COMPITO 1
Elenca i tipi di cooperative che, secondo la lettera al Direttore sui medici di famiglia, fanno capo a Confcooperative Sanità.
COMPITO 2
Prosegui la lettera al Direttore sui medici di famiglia dopo l'ultima frase riportata.

BRANO DA LEGGERE
Lettere al Direttore
No ai medici di famiglia come dipendenti del Ssn
di Giuseppe MilaneseGentile Direttore,
Confcooperative Sanità, con le sue cooperative di medici di medicina generale, sociosanitarie, farmaceutiche e mutualistiche, rappresenta da molti anni un importante modello non sostitutivo ma complementare e sussidiario del SSN.
Dal 1994, le cooperative mediche infatti, senza fine di lucro e senza sostituirsi al ruolo del medico, hanno permesso alla medicina generale di strutturarsi, informatizzarsi, adottare linee guida comuni e ad evolvere verso forme associative di rete e medicine di gruppo con personale di studio segretariale ed infermieristico. Gli enti cooperativi sono ora pronti a fornire tutto l’ulteriore supporto organizzativo e gestionale per l’associazionismo delle AFT spoke e per realizzare anche reti soggetto miste. L’obiettivo è gestire al meglio le urgenze territoriali e dare una risposta globale alla cronicità non solo con PDTA, ma anche con telemedicina e wearables indossati dai pazienti.
Le 150 cooperative attive su tutto il territorio nazionale, che contano quasi 9000 Medici di Medicina Generale, il 20% del totale nazionale, danno lavoro a 5000 occupati l, hanno un fatturato di 180mln ed impattano direttamente su 7 milioni di cittadini, risultano esperienze collaudate in grado di fornire grande aiuto alla sanità pubblica e, in prospettiva diventare il modello più utile per finalizzare il progetto di riforma della medicina general e delle cure sul territorio.
In questi giorni, a tutti i livelli sia centrali che regionali, si susseguono notizie che riguardano la riforma del servizio sanitario a livello territoriale e la possibilità di rendere dipendenti i Medici di famiglia per popolare le Case di Comunità, come se questa fosse la soluzione ai problemi della medicina generale. E’ invece a tutti palese che alla medicina territoriale post pandemica servano soprattutto incentivi per strutturarsi al meglio per rispondere alle esigenze di salute di tanti cittadini anche tramite il supporto di collaboratori, infermieri, connessioni informatiche dirette con ospedali e PS, telemedicina e centrali operative territoriali che recepiscano ed organizzino la risposta ambulatoriale e/o domiciliare urgente dei medici delle AFT e.

[Dati raccolti]
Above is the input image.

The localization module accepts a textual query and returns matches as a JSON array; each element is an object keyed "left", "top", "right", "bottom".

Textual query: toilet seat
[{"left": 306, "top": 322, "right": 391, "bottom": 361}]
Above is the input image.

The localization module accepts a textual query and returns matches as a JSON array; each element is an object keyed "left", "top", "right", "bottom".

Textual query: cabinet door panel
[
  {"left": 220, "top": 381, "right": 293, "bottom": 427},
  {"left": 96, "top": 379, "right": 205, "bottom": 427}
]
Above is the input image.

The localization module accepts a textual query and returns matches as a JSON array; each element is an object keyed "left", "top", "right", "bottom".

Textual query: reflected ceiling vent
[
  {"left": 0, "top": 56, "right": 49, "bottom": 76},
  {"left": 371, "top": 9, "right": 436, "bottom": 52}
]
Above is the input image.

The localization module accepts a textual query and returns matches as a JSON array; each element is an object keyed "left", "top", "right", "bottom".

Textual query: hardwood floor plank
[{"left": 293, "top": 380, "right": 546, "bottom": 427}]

RISPOSTA ATTESA 1
Cooperative di medici di medicina generale, cooperative sociosanitarie, cooperative farmaceutiche e cooperative mutualistiche.

RISPOSTA ATTESA 2
La dipendenza dei MMG, del tutto non necessaria, oltre a cancellare il rapporto di fiducia e sguarnire la prossimità assistenziale, soprattutto a livello montano e collinare, nelle pianure con popolazione sparsa su territori non limitrofi e nelle periferie delle città, genererebbe anche un aumento della spesa pubblica.
Come Confcooperative Sanità pensiamo perciò, per i motivi sopra citati, che questa possa essere una scelta sbagliata e che per noi questo significherà la chiusura di importanti esperienze di imprenditorialità sociale guidate dal principio della sussidiarietà che in questi anni, grazie a Medici di famiglia liberi professionisti convenzionati, ma anche a Farmacisti, Infermieri ed Operatori sociosanitari, ci hanno permesso di creare e rendere operative su tutto il territorio nazionale buone pratiche a favore della popolazione tutta ma, in special modo a quella più anziana o fragile.
La dipendenza dei Medici di famiglia avrà come ulteriore grave conseguenza sociale dannosa altresì il licenziamento ineluttabile di tutti gli attuali oltre 5000 occupati nelle società cooperative, come detto, ma anche di un numero triplo, se si considerano anche quelli assunti direttamente dai Medici o da altri tipi di loro società di servizio.
Crediamo che valorizzare questo modello, che abbiamo ricordato anche al Ministro Schillaci e sul quale abbiamo dato tutta la disponibilità al confronto, possa concretamente rappresentare “l’ultimo miglio” in grado di proiettare i servizi della casa di comunità sui territori di rifermento, soprattutto nelle aree più periferiche.